» AIM A
Gather every line of the records that contains the string "Note", matching its case exactly.

» TEXT BLOCK
I want to study the evolution of a three qubit Heisenberg Hamiltonian: $$H=(I\otimes X\otimes X)+(X\otimes X\otimes I)+(I\otimes Y\otimes Y)+(Y\otimes Y\otimes I)+(I\otimes Z\otimes Z)+(Z\otimes Z\otimes I)$$ where $X,Y$ and $Z$ are the Pauli gates.

For that I trotterize the evolution operator as $$U=\exp(-\mathrm i H t)\approx[\exp(-\mathrm i H t/n)]^n\approx[\exp(-\mathrm i H^{(1,2)} t/n)\exp(-\mathrm i H^{(0,1)} t/n)]^n $$ for a large $n$, where $H^{(i,j)}$ means separating the Hamiltonian into operators that only apply to the qubits $i$ and $j$, such that $H=H^{(0,1)}+H^{(0,2)}$.

Let me define the two qubit parametrized gate $$G^{(i,j)}(t_x,t_y,t_z)=\exp[-\mathrm i (t_x X^{(i)}X^{(j)}+t_y Y^{(i)}Y^{(j)}+t_z Z^{(i)}Z^{(j)})],$$ where $t_x,t_y,t_z$ are parameters.

» AIM B
Reproduce the passage on the Heisenberg Hamiltonian, starting with "For that I trotterize" and going on through "where $t_x,t_y,t_z$ are parameters.", with "parameters" replaced by "variables".

» LISTED RECORDS

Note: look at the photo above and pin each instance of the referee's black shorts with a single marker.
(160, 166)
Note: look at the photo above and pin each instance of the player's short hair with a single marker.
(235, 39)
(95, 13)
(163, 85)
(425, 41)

» EXERCISE ANSWER A
Note: look at the photo above and pin each instance of the referee's black shorts with a single marker.
Note: look at the photo above and pin each instance of the player's short hair with a single marker.

» EXERCISE ANSWER B
For that I trotterize the evolution operator as $$U=\exp(-\mathrm i H t)\approx[\exp(-\mathrm i H t/n)]^n\approx[\exp(-\mathrm i H^{(1,2)} t/n)\exp(-\mathrm i H^{(0,1)} t/n)]^n $$ for a large $n$, where $H^{(i,j)}$ means separating the Hamiltonian into operators that only apply to the qubits $i$ and $j$, such that $H=H^{(0,1)}+H^{(0,2)}$.

Let me define the two qubit parametrized gate $$G^{(i,j)}(t_x,t_y,t_z)=\exp[-\mathrm i (t_x X^{(i)}X^{(j)}+t_y Y^{(i)}Y^{(j)}+t_z Z^{(i)}Z^{(j)})],$$ where $t_x,t_y,t_z$ are variables.